Repeat word for word the part of the volunteering story below that lies between "Of course there" and "touched by us.", inclusive.

_Text_
---

- 29 November 2018
- Posted by: Team for Youth Association
- Category: Volunteering Stories
My EVS in Romania is good. Super good. What else can I say ? It is pretty hard to write this testimony, because time is flying, and everyday is full with ambivalent emotions, but I will still try to step back and put down in words why I believe EVS is such a delightful life-changing experience.
It has been three months since I am living in Baia Mare. In this city, which is the capital of Maramureș, Romania’s most traditional region. I implement activities in the local communities, mostly poor or underprivileged. I have to connect with a lot of different groups that I’ve never worked with before: orphans, hospitalized kids, children with Down Syndrome, adults with disabilities… With my team we are every day coming with a lot of ideas and pushing our potential to offer them the best free-time opportunities. In the same week I find myself playing ”sensorial games” with adults with disabilities, leading a dance class for kids, teaching French and doing a clown-show in the hospital. Meanwhile we are working hard to provide to the people we are helping non-formal education and to help the children to develop themselves as responsible grown-ups, every day is so smooth and meaningful. When I look back I realize I’ve barely been so confident and peaceful how I am during these months of EVS.
I love the intercultural lifestyle offered by the EVS. I share the flat with an Italian and a Turkish. Team For Youth Association hosts volunteers from five countries, plus the staff from Romania. So, we all carry different cultural and professional backgrounds. EVS is both teaching and learning from the others, but also learning about yourself. I feel more conscious about my strengths, my limits, my dreams. Thanks to this multicultural environment I develop a lot of very useful skills ! I had the chance to practice non-violent communication, preparing a tiramisu, speaking few words in Turkish, living without a fridge or even preventing conflict and managing crisis, playing chess, connecting with people with disabilities, making an ashtray from a beer can, etc. I surely developed my ability to work in a team, to lead and to let it go. Beside that I love to discover Romania, its people and its traditions, as this country was a big black hole for me. I will always remember the afternoon I spent in a countryside village, invited by my coordinator in her parent’s house. Her mum, under the supervision of bunica, taught us how to do plăcintă and sarmale, two traditional dishes from Maramureș. After all, it’s just about sharing, giving and receiving.
Of course there are some up and down but this is part of the adventure, and at the end we have the satisfaction to overcome our problems and our doubts. We are here in northern Romania and surrounded by the Carpathian Mountains, in a small, very small part of Europe, and our life is changing without us noticing it.
What is EVS ? It is both moments and people that touched our hearts and who, I like to believe, let themselves be touched by us.

---

_Supplied records_
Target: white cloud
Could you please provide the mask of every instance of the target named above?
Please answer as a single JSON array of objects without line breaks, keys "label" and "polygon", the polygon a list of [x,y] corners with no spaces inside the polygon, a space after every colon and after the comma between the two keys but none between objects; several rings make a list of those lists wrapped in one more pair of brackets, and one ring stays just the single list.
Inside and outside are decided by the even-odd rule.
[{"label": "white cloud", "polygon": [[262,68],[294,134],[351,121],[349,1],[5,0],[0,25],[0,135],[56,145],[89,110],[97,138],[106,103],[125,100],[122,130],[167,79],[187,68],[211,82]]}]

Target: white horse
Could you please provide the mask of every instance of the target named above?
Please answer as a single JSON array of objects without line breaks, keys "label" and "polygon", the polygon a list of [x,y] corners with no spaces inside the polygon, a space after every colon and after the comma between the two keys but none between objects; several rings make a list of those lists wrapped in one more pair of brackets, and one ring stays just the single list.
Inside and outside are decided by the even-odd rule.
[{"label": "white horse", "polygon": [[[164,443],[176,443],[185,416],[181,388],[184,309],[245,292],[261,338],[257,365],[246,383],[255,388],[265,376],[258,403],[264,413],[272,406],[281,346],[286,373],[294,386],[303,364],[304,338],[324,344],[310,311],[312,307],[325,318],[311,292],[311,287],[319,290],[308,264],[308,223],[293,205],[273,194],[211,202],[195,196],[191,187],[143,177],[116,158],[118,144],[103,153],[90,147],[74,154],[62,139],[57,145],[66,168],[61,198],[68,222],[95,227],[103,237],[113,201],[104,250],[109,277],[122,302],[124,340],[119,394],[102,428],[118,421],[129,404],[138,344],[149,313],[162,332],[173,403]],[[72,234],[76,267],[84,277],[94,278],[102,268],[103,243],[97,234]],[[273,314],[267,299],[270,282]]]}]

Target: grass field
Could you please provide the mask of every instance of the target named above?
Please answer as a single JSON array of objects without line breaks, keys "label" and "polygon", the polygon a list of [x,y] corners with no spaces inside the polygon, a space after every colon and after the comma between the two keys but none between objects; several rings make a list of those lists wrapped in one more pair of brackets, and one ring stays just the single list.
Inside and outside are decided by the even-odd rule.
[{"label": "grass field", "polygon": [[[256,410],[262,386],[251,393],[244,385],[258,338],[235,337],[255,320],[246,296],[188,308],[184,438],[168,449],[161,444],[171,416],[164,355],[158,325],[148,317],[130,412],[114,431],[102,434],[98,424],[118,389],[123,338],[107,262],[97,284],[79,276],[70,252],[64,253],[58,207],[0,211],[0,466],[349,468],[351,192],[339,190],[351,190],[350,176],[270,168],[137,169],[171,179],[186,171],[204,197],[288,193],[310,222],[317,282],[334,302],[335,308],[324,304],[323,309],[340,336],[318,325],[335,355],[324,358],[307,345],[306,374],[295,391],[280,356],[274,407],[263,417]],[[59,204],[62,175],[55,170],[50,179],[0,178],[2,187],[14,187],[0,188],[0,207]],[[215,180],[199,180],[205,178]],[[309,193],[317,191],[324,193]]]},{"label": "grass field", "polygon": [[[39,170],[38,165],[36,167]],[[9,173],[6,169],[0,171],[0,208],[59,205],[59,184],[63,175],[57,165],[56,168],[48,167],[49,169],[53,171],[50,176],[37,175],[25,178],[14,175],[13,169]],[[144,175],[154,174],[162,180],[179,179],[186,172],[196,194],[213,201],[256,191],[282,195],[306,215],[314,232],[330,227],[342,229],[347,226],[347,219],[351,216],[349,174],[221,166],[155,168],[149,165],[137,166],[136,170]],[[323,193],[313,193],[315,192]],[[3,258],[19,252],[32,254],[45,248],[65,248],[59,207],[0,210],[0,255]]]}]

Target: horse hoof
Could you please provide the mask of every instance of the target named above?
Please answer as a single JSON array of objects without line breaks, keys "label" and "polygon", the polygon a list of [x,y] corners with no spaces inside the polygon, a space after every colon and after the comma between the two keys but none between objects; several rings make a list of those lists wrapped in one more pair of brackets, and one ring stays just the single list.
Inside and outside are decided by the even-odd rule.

---

_Written solution_
Of course there are some up and down but this is part of the adventure, and at the end we have the satisfaction to overcome our problems and our doubts. We are here in northern Romania and surrounded by the Carpathian Mountains, in a small, very small part of Europe, and our life is changing without us noticing it.
What is EVS ? It is both moments and people that touched our hearts and who, I like to believe, let themselves be touched by us.